begin
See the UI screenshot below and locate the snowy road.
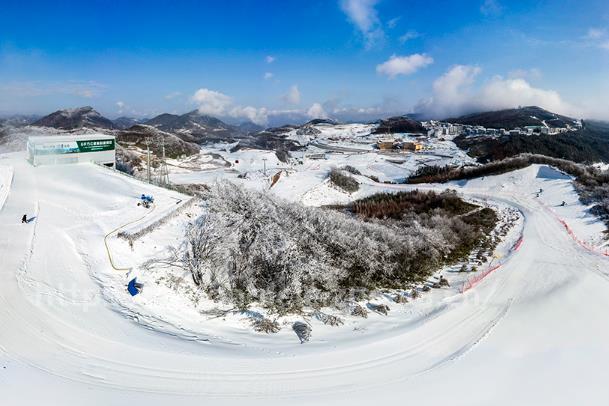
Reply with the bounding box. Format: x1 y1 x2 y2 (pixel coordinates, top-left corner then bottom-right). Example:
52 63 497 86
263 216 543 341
0 153 609 405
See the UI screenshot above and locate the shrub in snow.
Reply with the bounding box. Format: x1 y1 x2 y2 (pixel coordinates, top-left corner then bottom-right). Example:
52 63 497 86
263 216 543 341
368 303 391 316
330 168 359 193
351 304 368 319
343 165 362 175
313 310 344 326
292 321 311 344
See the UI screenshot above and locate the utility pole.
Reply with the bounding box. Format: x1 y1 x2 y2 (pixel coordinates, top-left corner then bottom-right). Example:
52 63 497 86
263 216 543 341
end
EXERCISE GOAL: Please rewrite all of the records above, changing every "UI screenshot" to "image" and leaving everything else untouched. Leave the pictures out.

RESULT OF THIS EXERCISE:
See the image below and locate the snowy road.
Reply with the bounding box. Format: x1 y1 x2 y2 (pixel coordinates, top-left corner then bottom-right). Example:
52 63 497 86
263 216 543 341
0 153 609 405
See the image above and locate the shrub in snow.
Reply with the bounding box. Format: x1 y1 x2 y2 (pixel coordinates, top-left corner then bottom-right). Example:
52 63 497 86
263 216 543 341
368 303 391 316
330 168 359 193
351 304 368 319
343 165 362 175
313 310 344 326
292 321 311 344
See the image above and locate the utility pole.
Reply with the bounding box. Format: x1 y1 x2 y2 (pixel coordinates, top-left corner then bottom-right). Example:
52 63 497 86
263 216 543 341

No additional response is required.